◆ **Your goal**
How many lines of the data contain "Target"? Reply with the number alone.

##### Information given #####

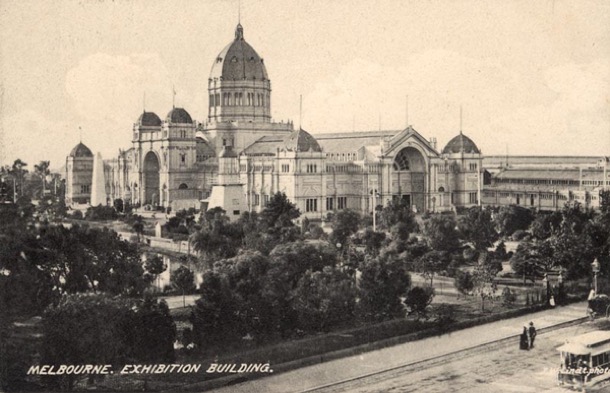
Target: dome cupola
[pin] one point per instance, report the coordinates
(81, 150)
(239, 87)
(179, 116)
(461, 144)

#####
##### Information given #####

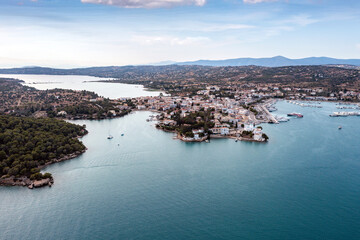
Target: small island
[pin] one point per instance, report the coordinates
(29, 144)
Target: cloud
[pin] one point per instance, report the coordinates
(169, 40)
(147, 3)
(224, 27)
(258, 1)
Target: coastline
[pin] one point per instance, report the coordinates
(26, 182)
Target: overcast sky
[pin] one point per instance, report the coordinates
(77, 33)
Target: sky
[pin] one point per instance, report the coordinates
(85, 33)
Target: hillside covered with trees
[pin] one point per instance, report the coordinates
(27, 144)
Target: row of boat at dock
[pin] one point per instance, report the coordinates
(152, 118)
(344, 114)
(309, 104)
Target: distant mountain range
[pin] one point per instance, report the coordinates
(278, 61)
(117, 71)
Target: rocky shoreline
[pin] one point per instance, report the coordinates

#####

◆ **Response area**
10